• Material provided:

================

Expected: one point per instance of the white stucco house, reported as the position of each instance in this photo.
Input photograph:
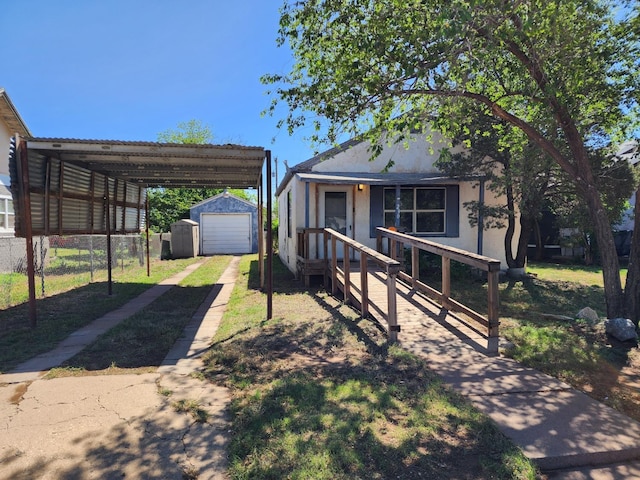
(10, 124)
(343, 188)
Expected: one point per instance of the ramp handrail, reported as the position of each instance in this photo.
(396, 243)
(390, 266)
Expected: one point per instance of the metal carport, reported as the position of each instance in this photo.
(71, 186)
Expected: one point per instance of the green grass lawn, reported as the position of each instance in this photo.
(317, 392)
(61, 314)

================

• What is expected: The records above should be reproduced exactly, with no pictures included.

• Result:
Expected: one point per instance of the white stucco house, reported as the position of each instance in this photo.
Input photograph:
(10, 124)
(343, 188)
Expected: one point per instance of the ramp handrail, reported as the position of each instance in this photo.
(396, 243)
(390, 266)
Expected: one point per instance of the metal carport, reported as the position of each instance in this photo.
(71, 186)
Expected: one point per instance of the green grass lawn, reported as the position of each instance in this photo.
(317, 392)
(61, 314)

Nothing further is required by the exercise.